Provided data:
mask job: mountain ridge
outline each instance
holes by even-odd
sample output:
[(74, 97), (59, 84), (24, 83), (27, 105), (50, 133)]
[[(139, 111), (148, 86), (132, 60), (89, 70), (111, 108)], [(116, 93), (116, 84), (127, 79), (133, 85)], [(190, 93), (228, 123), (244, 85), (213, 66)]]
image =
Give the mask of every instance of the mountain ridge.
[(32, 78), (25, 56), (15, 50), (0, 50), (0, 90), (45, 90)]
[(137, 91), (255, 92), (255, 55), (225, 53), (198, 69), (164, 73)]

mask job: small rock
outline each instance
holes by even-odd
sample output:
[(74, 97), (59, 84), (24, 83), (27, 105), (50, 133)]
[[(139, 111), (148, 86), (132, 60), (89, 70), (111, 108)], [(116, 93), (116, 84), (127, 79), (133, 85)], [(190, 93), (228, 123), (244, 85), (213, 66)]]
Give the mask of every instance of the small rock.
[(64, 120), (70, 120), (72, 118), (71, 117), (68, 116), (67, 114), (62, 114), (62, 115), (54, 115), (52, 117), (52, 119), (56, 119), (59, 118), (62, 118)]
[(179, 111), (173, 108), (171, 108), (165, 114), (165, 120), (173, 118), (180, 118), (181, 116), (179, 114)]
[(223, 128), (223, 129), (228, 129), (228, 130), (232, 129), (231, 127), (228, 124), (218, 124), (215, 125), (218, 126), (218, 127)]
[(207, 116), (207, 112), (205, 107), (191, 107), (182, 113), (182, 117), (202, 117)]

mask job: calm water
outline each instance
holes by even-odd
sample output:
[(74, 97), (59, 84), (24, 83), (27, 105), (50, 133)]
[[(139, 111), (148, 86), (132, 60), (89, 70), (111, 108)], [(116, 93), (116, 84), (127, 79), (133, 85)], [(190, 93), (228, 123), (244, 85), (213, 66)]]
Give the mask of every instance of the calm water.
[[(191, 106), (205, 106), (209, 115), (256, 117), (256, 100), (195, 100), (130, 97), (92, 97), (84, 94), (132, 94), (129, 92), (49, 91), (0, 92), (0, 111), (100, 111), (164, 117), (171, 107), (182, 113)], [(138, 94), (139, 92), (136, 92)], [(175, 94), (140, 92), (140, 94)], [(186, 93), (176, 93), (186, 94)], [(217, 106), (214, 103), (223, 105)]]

Given exercise:
Please update the rows above so that every "sample output" reads "example output", leaving everything else unchanged.

Task response:
mask job: mountain ridge
outline each instance
holes by even-odd
example output:
[(74, 97), (59, 84), (24, 83), (27, 105), (50, 133)]
[[(139, 111), (148, 86), (132, 60), (89, 70), (111, 108)], [(116, 93), (116, 84), (127, 79), (133, 85)], [(190, 93), (228, 123), (244, 85), (213, 66)]]
image =
Give the mask of every instance of the mountain ridge.
[(32, 78), (25, 56), (15, 50), (0, 50), (0, 90), (45, 90)]
[(137, 91), (255, 92), (255, 55), (225, 53), (198, 69), (164, 73)]

mask job: small rock
outline each instance
holes by even-odd
example output:
[(74, 97), (59, 84), (24, 83), (27, 105), (50, 133)]
[[(139, 111), (148, 86), (132, 60), (89, 70), (111, 108)], [(116, 93), (116, 84), (127, 79), (133, 85)], [(190, 93), (228, 123), (244, 85), (213, 66)]]
Give the mask of every instance of the small rock.
[(64, 120), (70, 120), (72, 118), (71, 117), (68, 116), (67, 114), (62, 114), (62, 115), (54, 115), (52, 117), (52, 119), (56, 119), (59, 118), (62, 118)]
[(179, 111), (173, 108), (171, 108), (165, 114), (165, 120), (173, 118), (180, 118), (181, 116), (179, 114)]
[(223, 128), (223, 129), (228, 129), (228, 130), (232, 129), (231, 127), (228, 124), (218, 124), (215, 125), (218, 126), (218, 127)]
[(207, 116), (207, 112), (205, 107), (191, 107), (182, 113), (182, 117), (202, 117)]

mask job: calm water
outline each instance
holes by even-odd
example output:
[(74, 97), (59, 84), (24, 83), (27, 105), (50, 133)]
[[(139, 111), (148, 86), (132, 60), (89, 70), (111, 108)], [(116, 93), (116, 84), (127, 79), (133, 85)], [(190, 93), (228, 123), (244, 85), (213, 66)]]
Give the mask of every instance of the calm water.
[[(191, 106), (205, 106), (209, 115), (256, 117), (256, 100), (195, 100), (130, 97), (92, 97), (84, 94), (132, 94), (129, 92), (49, 91), (0, 92), (0, 111), (100, 111), (164, 117), (171, 107), (182, 113)], [(138, 94), (139, 92), (136, 92)], [(175, 94), (140, 92), (140, 94)], [(186, 93), (176, 93), (186, 94)], [(217, 106), (214, 103), (223, 105)]]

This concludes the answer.